:: TEXT UNDER STUDY ::
——————

14ymedio, Havana, 24 October 2023 — With 2,500 “exclusive” bottles of Tributo rum, which will be sold at a price of 500 euros each, Havana Club International will celebrate its thirty years of creation this November at the Expocuba fairgrounds. The new edition of the drink celebrates the “rescue” of the brand, in the middle of the Special Period, by the French company Pernod Ricard and its partner on the Island, Cuba Ron.
The general director of the French company, Christian Barré, explained to Prensa Latina that, after the coronavirus pandemic and a “complex year,” his company is focused on relaunching several of the brands that did not have enough public attention and with which he now intends to recover their “export markets.”
The director also said that Havana Club has signed more than 50 contracts with micro, small and medium-sized Cuban companies (MSMEs) this year. Although he did not clarify what the company’s plan is when partnering with the Island’s private companies, he did include them – along with tourism and shops in freely convertible currency (MLC) – among those “who buy the product through different traditional channels,” without giving details.
The company wants to offer its rums so that private entrepreneurs can “grow rapidly” and market them
He said that the company wants to offer its rums so that private entrepreneurs can “grow rapidly” and market them. However, the largest market for Havana Club, Barré insisted, is still in Europe, in countries such as Germany, Spain and France, and for other large consumers in Canada and China.
On the Island, the popular consumption of Cuban rum has been partly displaced by drinks that are marketed at cheaper prices, such as vodka and some imported whiskeys that are sold both in foreign exchange stores and in the informal market.
Havana Club had already announced this September its participation in the XIII Varadero Gourmet International Festival to present three new drinks: the Havana Club Smoky, a dark rum with a smoky flavor that is marketed for about 50 euros; the Havana Club Profundo, a clear drink with the same price; and the Havana Club Spiced, with tropical tones and sold for about 30 euros.
In Europe, the different Havana Club lines are among the most expensive drinks available. A drink of the most common of their rums in a bar can cost up to eight euros, a high price when compared to other imported rums. In Cuba, however, the lowest-end rums are barely marketed among the population, such as the Añejo 7 years or the 3 years version, which don’t have the “honeys” that the brand reserves for its exclusive buyers.
Only in hotels, and for a considerable price, is it possible to access a selection of Maestros or a Special. Other editions, such as the Havana Club Máximo Extra Añejo – which is marketed for more than 1,000 euros – are not even displayed in the Island’s shops.
The celebration of the thirty-year agreement between Cuba Ron and Pernod Ricard coincides with the launch in Spain of the book Arechabala, Azúcar y Ron 1878-1959 (Archebala, Sugar and Rum 1878-1959), written by Antonio Santamaría and María Victoria Arechabala.

——————

:: AVAILABLE DATA ::

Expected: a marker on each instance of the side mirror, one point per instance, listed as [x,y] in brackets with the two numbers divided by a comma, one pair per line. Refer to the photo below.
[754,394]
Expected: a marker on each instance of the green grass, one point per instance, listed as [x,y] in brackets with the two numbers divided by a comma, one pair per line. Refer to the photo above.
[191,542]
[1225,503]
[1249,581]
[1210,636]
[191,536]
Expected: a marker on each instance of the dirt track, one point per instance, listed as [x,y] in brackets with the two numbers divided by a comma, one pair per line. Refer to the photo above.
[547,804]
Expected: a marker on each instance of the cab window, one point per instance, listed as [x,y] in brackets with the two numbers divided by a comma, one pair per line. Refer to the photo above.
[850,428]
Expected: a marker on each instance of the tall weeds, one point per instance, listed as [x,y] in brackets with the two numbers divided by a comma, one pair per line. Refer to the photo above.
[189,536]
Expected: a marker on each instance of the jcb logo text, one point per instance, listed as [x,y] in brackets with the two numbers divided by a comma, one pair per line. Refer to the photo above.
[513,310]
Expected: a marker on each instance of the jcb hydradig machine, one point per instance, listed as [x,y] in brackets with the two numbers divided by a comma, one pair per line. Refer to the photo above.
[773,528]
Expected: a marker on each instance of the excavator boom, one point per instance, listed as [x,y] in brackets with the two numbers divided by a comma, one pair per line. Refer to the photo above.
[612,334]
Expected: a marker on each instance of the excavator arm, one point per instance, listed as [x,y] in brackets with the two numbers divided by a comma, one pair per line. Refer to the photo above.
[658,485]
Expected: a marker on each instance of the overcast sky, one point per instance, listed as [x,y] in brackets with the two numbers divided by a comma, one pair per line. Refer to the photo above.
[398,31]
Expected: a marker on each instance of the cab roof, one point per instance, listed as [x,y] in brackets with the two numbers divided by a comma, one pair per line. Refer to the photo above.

——————

:: EXERCISES ::
**a.** Which countries does the Havana Club article name as the brand's largest market or as other large consumers?
**b.** Write the next paragraph of the Havana Club article, picking up after its final sentence.

:: RESPONSES BY TASK ::
**a.** Germany, Spain, France, Canada, China

**b.**
Nationalized by Fidel Castro in 1960, the original Havana Club brand belonged to the La Vizcaya distillery, founded in Cárdenas (Matanzas) in 1878 by José Arechabala Aldama, a Basque immigrant who grew his industry to become the José Arechabala S.A. group, one of the largest in Republican Cuba, which also managed various businesses in sugar and shipyards.
The Havana Club line, however, did not emerge until the 1930s, when the company was already the reference for Cuban rum of excellence. The new product quickly found its market in the United States, whose population had just come out of Prohibition, a period when the the sale and consumption of alcoholic beverages was illegal.
Arechabala was one of the first companies to suffer the plundering of its properties
A few decades later, with the coming to power of the Revolution and the beginning of nationalizations, Arechabala was one of the first companies to suffer the plundering of its properties, which went from being an irreplaceable symbol of Cárdenas and the Island to becoming ruins neglected by the new revolutionary order.
The Arechabala family fled to the United States, where they sold the original recipe to the Bacardí company in 1994, another of the emblematic rum families of the Island, also exiled after the triumph of Castro.
In 1993 the French Pernod Ricard reached an agreement with Havana to market and own 50% of the rights to the rum, which began to be sold in the world under the same name that the Arechabala originally gave to the drink.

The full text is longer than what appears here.